R. Siempre he querido rendir culto a los clásicos, por una cosa reivindicativa y también por puro juego. Queríamos hacer el proyecto de Sangre y fuego, de Chaves Nogales. Hablamos con el que representa a los herederos. Tuvimos conversaciones complicadas y tenía muchas reticencias. Luego, descubrimos que estaba vendiendo los derechos a un proyecto audiovisual. El texto se cortó y propuse a Pío Baroja. José Ramón Fernández y yo aceptamos el reto de descubrir la parte teatral de Baroja, muy brechtiana sin él saberlo. Crea héroes con los que no acabas de identificarte en la lucha por la vida. A veces, infringen todas las normas morales y éticas. Esa parte descreída me gusta. Más ahora que se piden, tras la pandemia, solo finales felices. Además, fui lector de joven de Baroja, de cuando era socio de la biblioteca de Bilbao. Lo sentía cerca. Y estaba pendiente recuperarlo porque en este país, si eres contradictorio, como Baroja o Unamuno, ya estás tachado. Tienes que ser de un partido o de un lado político. Es injusto.
P. ¿Es verdad que llegó al cine porque Imanol Uribe buscaba vascos muy vascos y apareció usted?
R. Así es. Era para La fuga de Segovia, que iba sobre presos vascos. Estuvo mirando hacerlo con actores vascos y fue al local de nuestro teatro. A simple vista, le dijo a Benito Rabal, hijo de Paco Rabal y ayudante de dirección: ‘Apunta, nos quedamos con el calvo y el del bigote’. El calvo era Álex Ángulo y el del bigote era yo. Fue mi primera película y pensé que la última. Luego, no he parado.

[Registros de un conjunto de datos]
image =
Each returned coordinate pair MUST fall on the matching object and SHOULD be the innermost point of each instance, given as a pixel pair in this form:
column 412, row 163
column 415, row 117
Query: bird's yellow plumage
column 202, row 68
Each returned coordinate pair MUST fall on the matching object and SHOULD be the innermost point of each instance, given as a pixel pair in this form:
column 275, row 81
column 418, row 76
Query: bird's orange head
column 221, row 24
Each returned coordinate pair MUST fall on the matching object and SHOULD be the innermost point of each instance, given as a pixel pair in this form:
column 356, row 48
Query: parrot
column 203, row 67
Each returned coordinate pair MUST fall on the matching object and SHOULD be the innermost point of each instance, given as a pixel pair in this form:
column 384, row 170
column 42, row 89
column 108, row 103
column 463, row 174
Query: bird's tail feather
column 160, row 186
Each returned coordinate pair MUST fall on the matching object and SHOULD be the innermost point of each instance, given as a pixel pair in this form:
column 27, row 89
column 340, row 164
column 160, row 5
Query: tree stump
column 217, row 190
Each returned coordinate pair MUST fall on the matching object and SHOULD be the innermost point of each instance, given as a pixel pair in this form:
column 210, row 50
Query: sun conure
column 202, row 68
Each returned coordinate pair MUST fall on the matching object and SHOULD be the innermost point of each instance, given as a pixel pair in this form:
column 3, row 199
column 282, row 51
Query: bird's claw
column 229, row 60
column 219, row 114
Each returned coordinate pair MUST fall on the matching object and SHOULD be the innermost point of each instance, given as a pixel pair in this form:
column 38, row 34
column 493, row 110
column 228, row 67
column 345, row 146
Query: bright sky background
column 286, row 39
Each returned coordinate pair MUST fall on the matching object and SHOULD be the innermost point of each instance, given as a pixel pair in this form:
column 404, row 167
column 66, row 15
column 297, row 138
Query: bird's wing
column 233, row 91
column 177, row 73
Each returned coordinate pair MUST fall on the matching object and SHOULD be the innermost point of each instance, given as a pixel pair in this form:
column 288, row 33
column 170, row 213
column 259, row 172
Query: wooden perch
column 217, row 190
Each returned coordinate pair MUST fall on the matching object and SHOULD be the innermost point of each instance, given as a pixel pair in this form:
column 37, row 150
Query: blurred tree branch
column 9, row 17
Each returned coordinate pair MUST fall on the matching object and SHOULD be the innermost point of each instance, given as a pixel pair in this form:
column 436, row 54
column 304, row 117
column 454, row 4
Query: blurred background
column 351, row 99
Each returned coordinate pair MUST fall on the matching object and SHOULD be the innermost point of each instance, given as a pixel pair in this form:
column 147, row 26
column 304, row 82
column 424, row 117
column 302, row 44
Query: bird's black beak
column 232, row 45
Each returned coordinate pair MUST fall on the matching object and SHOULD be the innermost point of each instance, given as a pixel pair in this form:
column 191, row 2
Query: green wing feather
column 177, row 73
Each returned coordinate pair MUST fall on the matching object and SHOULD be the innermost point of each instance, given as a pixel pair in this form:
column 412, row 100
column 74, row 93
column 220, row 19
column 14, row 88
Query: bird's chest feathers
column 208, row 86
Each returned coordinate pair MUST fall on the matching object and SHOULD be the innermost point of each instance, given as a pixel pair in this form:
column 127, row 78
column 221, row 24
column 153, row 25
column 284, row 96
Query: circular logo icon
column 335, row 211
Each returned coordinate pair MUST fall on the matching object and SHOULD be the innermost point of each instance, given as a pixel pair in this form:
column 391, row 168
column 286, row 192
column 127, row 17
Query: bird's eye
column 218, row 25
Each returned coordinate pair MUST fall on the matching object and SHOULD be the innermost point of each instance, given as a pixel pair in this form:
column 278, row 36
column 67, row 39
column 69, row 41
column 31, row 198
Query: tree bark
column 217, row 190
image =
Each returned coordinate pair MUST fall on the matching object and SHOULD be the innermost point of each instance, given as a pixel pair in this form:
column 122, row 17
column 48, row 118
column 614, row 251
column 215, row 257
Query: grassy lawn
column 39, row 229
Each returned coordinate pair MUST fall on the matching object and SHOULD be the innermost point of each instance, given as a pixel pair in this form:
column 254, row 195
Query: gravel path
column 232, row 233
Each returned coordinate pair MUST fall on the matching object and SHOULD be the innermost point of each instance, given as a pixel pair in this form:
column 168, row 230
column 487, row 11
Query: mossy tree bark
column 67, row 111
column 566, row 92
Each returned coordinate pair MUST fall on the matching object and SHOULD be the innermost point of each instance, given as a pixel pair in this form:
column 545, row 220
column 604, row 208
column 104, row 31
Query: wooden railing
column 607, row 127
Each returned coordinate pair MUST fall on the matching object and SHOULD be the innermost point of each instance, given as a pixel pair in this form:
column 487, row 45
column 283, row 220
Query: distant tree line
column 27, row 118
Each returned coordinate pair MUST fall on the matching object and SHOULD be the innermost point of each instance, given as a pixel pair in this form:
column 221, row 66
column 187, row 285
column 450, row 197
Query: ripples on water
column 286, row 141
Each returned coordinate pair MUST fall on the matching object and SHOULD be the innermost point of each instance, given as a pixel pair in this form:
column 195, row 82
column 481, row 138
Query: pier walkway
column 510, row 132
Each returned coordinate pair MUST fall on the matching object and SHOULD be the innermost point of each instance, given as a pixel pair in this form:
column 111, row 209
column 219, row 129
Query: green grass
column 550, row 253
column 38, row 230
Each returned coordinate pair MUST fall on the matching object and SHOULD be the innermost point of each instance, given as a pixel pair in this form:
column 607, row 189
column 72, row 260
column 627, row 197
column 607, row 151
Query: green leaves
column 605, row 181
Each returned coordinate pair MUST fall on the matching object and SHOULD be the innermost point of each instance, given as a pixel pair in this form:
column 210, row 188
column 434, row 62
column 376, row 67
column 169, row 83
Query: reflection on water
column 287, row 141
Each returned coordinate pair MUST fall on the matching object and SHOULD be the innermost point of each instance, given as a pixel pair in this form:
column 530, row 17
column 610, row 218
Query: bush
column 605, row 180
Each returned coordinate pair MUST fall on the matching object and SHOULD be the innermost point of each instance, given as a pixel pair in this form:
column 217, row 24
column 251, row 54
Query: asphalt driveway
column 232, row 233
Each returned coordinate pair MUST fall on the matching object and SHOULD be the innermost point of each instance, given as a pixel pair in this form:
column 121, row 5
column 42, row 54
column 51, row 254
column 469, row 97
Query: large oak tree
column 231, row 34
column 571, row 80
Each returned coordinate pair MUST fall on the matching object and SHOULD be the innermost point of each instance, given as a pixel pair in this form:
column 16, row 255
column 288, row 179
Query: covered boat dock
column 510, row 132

■ Tarea pedida ■
Transcribe de la entrevista el tramo que va de "R. Así es. Era" a "no he parado.".

■ Resultado ■
R. Así es. Era para La fuga de Segovia, que iba sobre presos vascos. Estuvo mirando hacerlo con actores vascos y fue al local de nuestro teatro. A simple vista, le dijo a Benito Rabal, hijo de Paco Rabal y ayudante de dirección: ‘Apunta, nos quedamos con el calvo y el del bigote’. El calvo era Álex Ángulo y el del bigote era yo. Fue mi primera película y pensé que la última. Luego, no he parado.